▸ **Listed entries**
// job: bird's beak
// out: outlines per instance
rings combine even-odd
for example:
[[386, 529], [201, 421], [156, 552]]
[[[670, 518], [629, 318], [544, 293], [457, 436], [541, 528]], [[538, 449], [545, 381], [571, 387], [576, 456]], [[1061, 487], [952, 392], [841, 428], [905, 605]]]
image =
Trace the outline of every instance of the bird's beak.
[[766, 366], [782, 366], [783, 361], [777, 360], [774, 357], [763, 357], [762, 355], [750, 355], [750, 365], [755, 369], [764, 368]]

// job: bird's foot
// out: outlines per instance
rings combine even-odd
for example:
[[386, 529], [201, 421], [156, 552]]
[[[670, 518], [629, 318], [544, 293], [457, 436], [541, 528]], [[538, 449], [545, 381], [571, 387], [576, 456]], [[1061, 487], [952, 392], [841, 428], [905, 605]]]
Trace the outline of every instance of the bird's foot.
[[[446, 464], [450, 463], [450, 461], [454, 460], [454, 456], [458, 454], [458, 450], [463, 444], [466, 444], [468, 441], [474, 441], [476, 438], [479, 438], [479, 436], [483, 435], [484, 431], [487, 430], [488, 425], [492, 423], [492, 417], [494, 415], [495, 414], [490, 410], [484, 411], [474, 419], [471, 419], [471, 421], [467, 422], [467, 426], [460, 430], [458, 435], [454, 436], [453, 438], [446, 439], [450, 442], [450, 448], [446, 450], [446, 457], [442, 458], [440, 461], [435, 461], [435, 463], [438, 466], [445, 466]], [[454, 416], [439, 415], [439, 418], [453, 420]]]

▸ **Task directions**
Copy out every entry above exactly.

▸ **Task answer**
// job: bird's beak
// out: outlines per instance
rings combine even-odd
for example:
[[386, 529], [201, 421], [156, 552]]
[[[670, 518], [629, 318], [544, 293], [457, 436], [541, 528]], [[538, 449], [545, 381], [571, 387], [576, 456]], [[1061, 487], [952, 392], [841, 428], [905, 605]]]
image =
Trace the outline of every instance of the bird's beak.
[[766, 366], [782, 366], [783, 361], [777, 360], [774, 357], [763, 357], [762, 355], [750, 355], [750, 365], [755, 369], [764, 368]]

// job: bird's foot
// out: outlines per instance
rings combine even-odd
for example:
[[386, 529], [201, 421], [156, 552]]
[[[670, 518], [629, 318], [544, 293], [457, 436], [541, 528]], [[538, 449], [545, 381], [571, 387], [576, 456]], [[1061, 487], [952, 392], [841, 428], [905, 605]]]
Trace the outline of every instance of the bird's foot.
[[[446, 464], [450, 463], [450, 461], [454, 460], [454, 456], [458, 454], [458, 450], [463, 444], [466, 444], [468, 441], [474, 441], [476, 438], [479, 438], [479, 436], [483, 435], [484, 431], [487, 430], [488, 425], [492, 423], [492, 417], [494, 415], [495, 414], [490, 410], [484, 411], [474, 419], [471, 419], [471, 421], [467, 422], [467, 426], [460, 430], [458, 435], [454, 436], [453, 438], [446, 439], [450, 442], [450, 448], [446, 450], [446, 457], [442, 458], [440, 461], [435, 461], [435, 463], [438, 466], [445, 466]], [[454, 416], [439, 415], [439, 418], [453, 420]]]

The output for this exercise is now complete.